◆ WHAT THE TASK ASKS:
Show each row below that contains the word "instance", copying every such row in full.

◆ GIVEN DATA:

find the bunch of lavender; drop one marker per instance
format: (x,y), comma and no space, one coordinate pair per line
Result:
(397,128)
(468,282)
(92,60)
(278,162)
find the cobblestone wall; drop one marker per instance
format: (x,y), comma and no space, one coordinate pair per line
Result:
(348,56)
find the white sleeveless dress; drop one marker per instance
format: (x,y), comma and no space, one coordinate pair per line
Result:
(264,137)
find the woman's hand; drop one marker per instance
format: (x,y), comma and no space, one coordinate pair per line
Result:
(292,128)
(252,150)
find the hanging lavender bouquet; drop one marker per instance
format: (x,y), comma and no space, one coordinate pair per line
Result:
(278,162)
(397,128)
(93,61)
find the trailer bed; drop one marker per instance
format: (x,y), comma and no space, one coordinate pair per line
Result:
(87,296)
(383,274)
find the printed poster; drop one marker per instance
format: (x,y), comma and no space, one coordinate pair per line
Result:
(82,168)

==

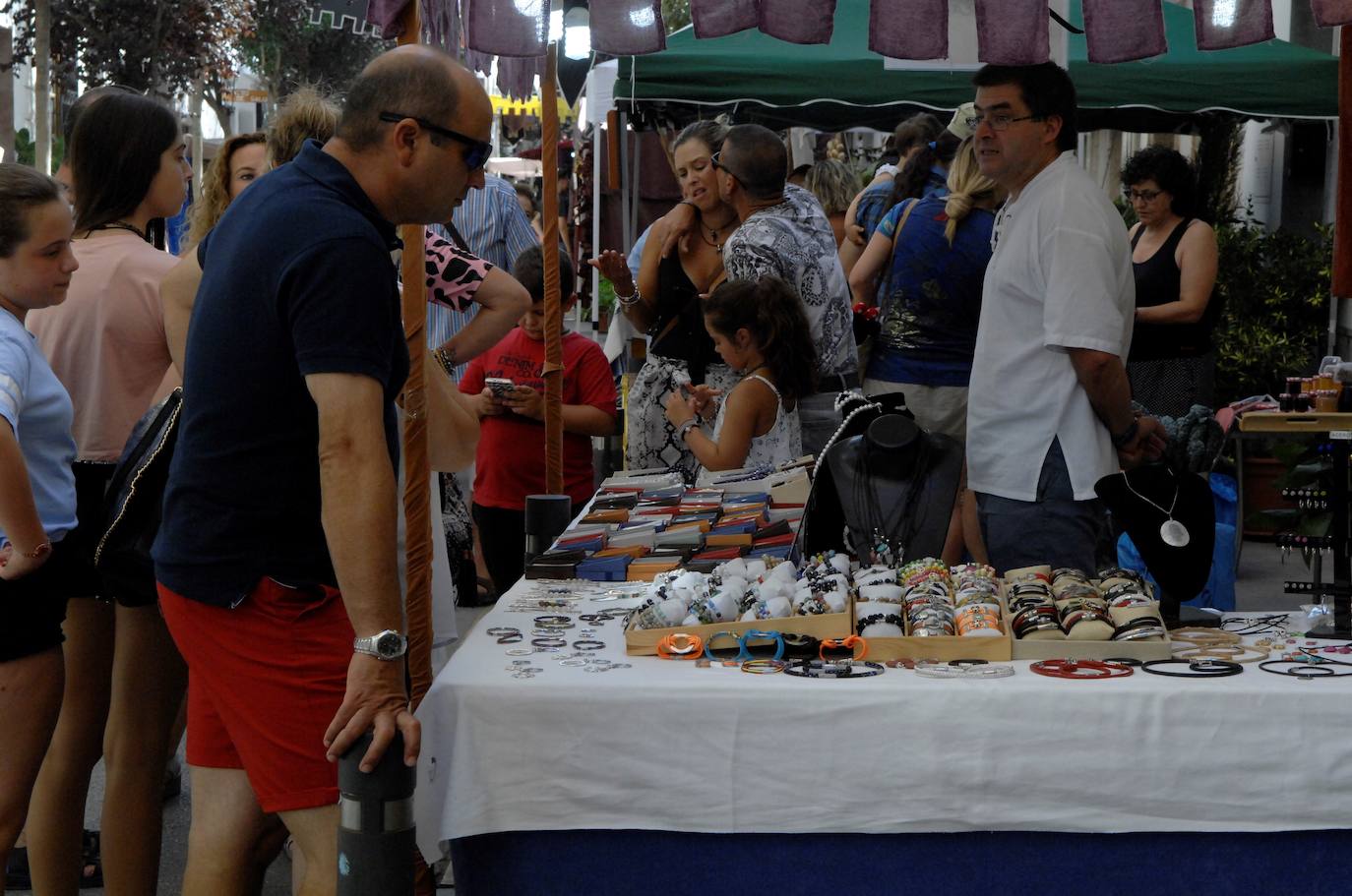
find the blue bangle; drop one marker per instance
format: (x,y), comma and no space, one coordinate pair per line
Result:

◆ ANSWER TO THIS TASK:
find the bunch of lavender; drop one marker per instance
find the cobblestone wall; drop one marker per instance
find the white sleeveless dress; drop one marker per instance
find the woman's hand; drop one marker per instance
find the hanging lavender bouquet; drop one marker per instance
find the trailer bed; drop one marker per instance
find the printed poster; drop one marker per instance
find the blue bangle; drop one marker per instance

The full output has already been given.